● **Set problem 1**: In the article on hurler Conor Doyle, which team did Clara beat in the 2023 Offaly SBFC final?
● **Set problem 2**: Write the next part of the article on hurler Conor Doyle, picking up after its last sentence.
* START Provided passage *
Conor Doyle

Personal information
- Native name: Conchúr Ó Dúill (Irish)
- Born: 2005 (age 20–21) Clara, County Offaly, Ireland

Sport
- Sport: Hurling
- Position: Left wing-forward

Club
- Years: Club
- 2023-present: Clara

Club titles
- Offaly titles: 0

Inter-county
- Years: County
- 2026-: Offaly

Inter-county titles
- Leinster titles: 0
- All-Irelands: 0
- NHL: 0
- All Stars: 0

= Conor Doyle (hurler) =

Irish hurler

Conor Doyle (born 2005) is an Irish hurler. At club level he plays with Clara and at inter-county level with the Offaly senior hurling team.

==Career==

Doyle played hurling and Gaelic football to a high standard as a student at Ard Scoil Chiaráin Naofa in Clara. He won a Leinster PPS SDFC title in 2023, however, the school faced defeat by St Joseph's Secondary School in the subsequent All-Ireland final. Doyle's performances for the school resulted in his inclusion on the combined Offaly Schools team which also won the Leinster PPS SAHC title in 2023.

After progressing through the juvenile and underage ranks with the Clara club, Doyle made his senior team debut as a dual player in 2023. He won an Offaly SBFC medal in 2023, following Clara's 3-14 to 3-07 win over Ballinagar in the final.
* END Provided passage *
* START Supplied material *
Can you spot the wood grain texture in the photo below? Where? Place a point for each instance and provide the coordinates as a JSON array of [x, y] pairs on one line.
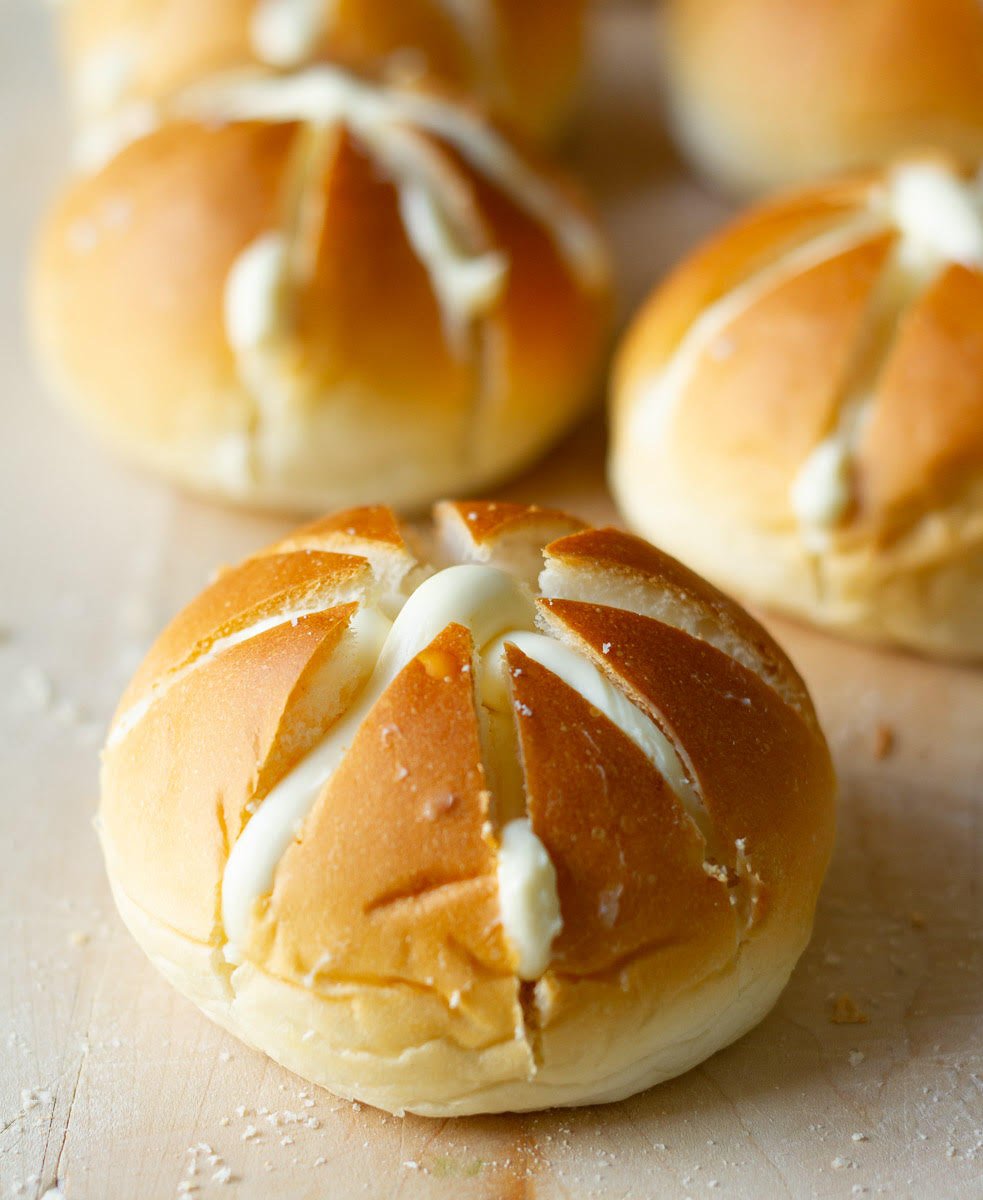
* END Supplied material *
* START Supplied material *
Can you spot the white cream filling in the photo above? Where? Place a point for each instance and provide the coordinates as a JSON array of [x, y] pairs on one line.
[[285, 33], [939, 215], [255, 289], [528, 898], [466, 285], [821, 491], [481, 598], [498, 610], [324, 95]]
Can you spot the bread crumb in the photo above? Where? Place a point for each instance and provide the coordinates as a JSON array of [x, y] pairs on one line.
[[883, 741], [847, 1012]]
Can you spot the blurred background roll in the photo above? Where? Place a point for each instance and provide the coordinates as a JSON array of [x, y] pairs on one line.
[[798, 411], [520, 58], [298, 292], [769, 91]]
* END Supplied material *
● **Response 1**: Ballinagar, by a score of 3-14 to 3-07.

● **Response 2**:
Doyle first appeared on the inter-county for Offaly as a member of the minor team. His last game in the grade was a defeat by Tipperary in the 2022 All-Ireland minor final. Doyle immediately progressed to the under-20 team, however, Offaly lost the 2023 All-Ireland U20HC final to Cork. He was again eligible for the grade the following year and collected a winners' medal after beating Tipperary by 2-20 to 2-14 in the 2024 All-Ireland U20HC final.

Doyle made his senior team debut during the 2026 National Hurling League.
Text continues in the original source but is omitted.